- [DATA LISTING]

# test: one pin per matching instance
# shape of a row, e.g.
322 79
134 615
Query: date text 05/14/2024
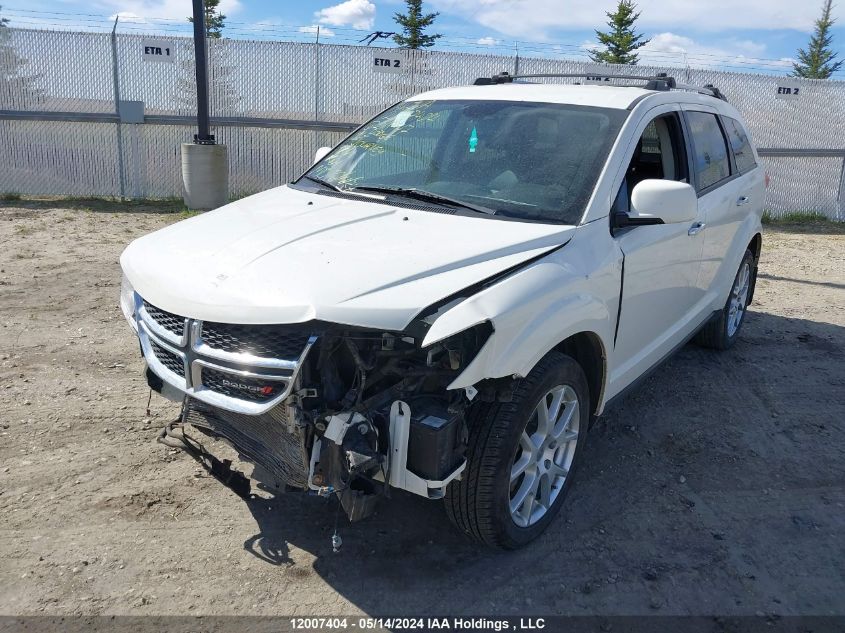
411 624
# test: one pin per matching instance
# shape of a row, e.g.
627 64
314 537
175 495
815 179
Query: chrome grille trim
147 338
159 330
196 355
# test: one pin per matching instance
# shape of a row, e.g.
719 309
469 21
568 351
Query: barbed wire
341 35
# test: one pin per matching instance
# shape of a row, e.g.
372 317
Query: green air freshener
473 141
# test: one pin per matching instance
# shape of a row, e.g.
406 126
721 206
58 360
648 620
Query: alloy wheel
544 456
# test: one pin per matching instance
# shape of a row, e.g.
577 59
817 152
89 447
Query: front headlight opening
127 302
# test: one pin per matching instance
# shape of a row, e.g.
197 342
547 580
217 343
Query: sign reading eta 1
157 50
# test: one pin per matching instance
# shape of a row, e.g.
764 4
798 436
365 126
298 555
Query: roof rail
661 81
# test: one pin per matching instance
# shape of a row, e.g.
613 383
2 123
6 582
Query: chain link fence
65 98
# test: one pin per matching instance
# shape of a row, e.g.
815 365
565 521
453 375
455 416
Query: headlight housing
127 302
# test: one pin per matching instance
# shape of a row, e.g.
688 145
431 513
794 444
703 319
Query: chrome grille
266 341
247 369
170 360
169 321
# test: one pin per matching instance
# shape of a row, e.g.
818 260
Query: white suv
445 300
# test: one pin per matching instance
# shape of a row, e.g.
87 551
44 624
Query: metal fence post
840 197
317 137
116 80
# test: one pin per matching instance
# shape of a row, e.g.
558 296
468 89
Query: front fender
532 311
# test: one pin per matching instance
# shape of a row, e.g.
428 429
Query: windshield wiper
324 183
425 196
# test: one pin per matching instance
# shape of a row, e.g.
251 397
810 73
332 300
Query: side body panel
660 300
574 289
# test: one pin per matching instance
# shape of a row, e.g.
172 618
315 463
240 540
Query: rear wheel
522 456
722 331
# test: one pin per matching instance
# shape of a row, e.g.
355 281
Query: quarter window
740 145
711 153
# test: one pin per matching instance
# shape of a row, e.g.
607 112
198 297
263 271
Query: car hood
290 256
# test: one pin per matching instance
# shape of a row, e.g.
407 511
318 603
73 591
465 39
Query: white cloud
359 14
138 10
671 48
312 30
536 19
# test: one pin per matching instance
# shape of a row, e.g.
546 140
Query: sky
754 35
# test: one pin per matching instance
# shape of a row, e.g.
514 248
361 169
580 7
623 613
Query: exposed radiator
272 440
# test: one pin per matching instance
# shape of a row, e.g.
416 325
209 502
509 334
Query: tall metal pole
203 136
116 84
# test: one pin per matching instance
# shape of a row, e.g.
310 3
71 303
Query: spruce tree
413 24
621 41
18 90
818 61
214 20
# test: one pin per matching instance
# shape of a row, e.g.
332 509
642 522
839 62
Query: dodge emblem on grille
264 391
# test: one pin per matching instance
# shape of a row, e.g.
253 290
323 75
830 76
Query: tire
480 503
722 330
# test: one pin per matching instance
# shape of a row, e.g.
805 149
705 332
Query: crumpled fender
532 311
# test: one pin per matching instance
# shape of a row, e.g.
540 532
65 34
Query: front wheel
722 331
522 456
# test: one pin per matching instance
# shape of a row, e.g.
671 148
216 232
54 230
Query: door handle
695 229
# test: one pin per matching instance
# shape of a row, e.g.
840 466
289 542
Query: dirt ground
718 487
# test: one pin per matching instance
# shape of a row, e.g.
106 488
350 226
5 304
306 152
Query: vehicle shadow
685 503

- [WHAT NEEDS TO BE DONE] Go through the entries above and output them exactly, without pictures.

- [RESULT OF THE TASK]
# test: one pin per matching instance
# shape of a row, e.g.
322 79
134 615
Query: date text 05/14/2024
411 624
# test: one pin per matching instance
# shape of a row, e.g.
627 64
314 537
175 495
815 179
Query: chrome grille trim
147 338
159 330
196 355
# test: one pin per matching instance
# shape of a row, e.g.
719 309
469 21
568 351
Query: barbed wire
341 35
# test: one pin per matching instance
# shape of a row, e.g.
372 317
Query: green air freshener
473 141
# test: one pin per matching instance
# shape of a row, e.g.
406 126
721 206
58 360
648 620
Query: alloy wheel
544 456
# test: one pin per matching instance
# shape of a row, e.g.
577 59
817 152
89 447
Query: front headlight opening
127 302
# test: one pin per matching instance
# shape of a row, e.g.
197 342
547 580
217 343
Query: sign reading eta 1
157 50
# test: one pin per matching instance
# shape of a row, e.g.
764 4
798 436
365 126
298 555
Query: roof rail
661 81
# test: one pin per matching instance
# shape of a row, e.g.
613 383
2 123
6 582
Query: chain link fence
65 98
# test: one pin per matching instance
# shape of a row, e.g.
815 365
565 521
453 375
455 416
Query: headlight housing
127 302
# test: one pin per matching instance
# shape of a row, e.g.
688 145
431 513
794 444
703 319
Query: chrome grille
266 341
247 369
170 360
169 321
# test: one pin per matching instance
# shape of a row, e.g.
818 260
Query: white suv
445 300
# test: one pin per matching instance
# shape of a row, e.g.
87 551
44 624
Query: metal fence post
840 197
317 137
116 80
# test: one pin per matching instance
# shape of a row, e.g.
558 296
468 89
Query: front fender
532 311
# test: one pin per matching instance
# shape of a row, e.g.
428 429
Query: windshield wiper
324 183
425 196
# test: one pin per matching instance
# shape of a row, e.g.
251 397
810 73
332 300
Query: side body panel
660 300
574 289
# test: one pin per matching instance
# shape of a row, e.g.
172 618
315 463
240 540
Query: rear wheel
522 456
722 331
# test: one pin per matching instance
# shape of a row, e.g.
355 281
Query: quarter window
740 145
711 153
# test: one pin per matching instance
# shape of a row, e.g.
607 112
198 297
263 271
Query: car hood
290 256
# test: one pin per matching instance
# shape of a row, e.g.
407 511
318 603
73 591
465 39
Query: white cloud
359 14
138 10
671 48
312 30
536 19
# test: one pin per matching instance
# shape of a row, e.g.
546 140
Query: sky
754 35
# test: one pin per matching instance
# shape of a row, e.g.
514 248
361 169
580 7
623 613
Query: exposed radiator
272 440
# test: one pin per matching instance
# shape of a row, e.g.
416 325
209 502
509 334
Query: tall metal pole
203 136
116 84
# test: one pin per matching instance
# shape of a row, e.g.
310 3
71 303
Query: spruce tree
413 24
621 41
18 90
818 61
214 20
# test: one pin per matching instance
# shape of a row, e.g.
332 509
642 522
839 62
Query: dodge emblem on grille
264 391
# test: one pin per matching instance
# shape of a row, e.g.
253 290
323 75
830 76
Query: tire
480 503
722 330
# test: one pin per matching instance
# shape of a row, e.g.
805 149
705 332
Query: crumpled fender
532 311
# test: one pin per matching instance
# shape of a row, e.g.
540 532
65 34
Query: front wheel
722 331
522 456
# test: one pin per matching instance
# shape of a row, e.g.
671 148
216 232
54 230
Query: door handle
695 229
# test: one pin per matching instance
# shape of a row, e.g.
840 466
289 542
Query: dirt ground
718 487
# test: one pin per matching instance
# shape of a row, e.g.
106 488
350 226
5 304
306 152
Query: vehicle shadow
685 503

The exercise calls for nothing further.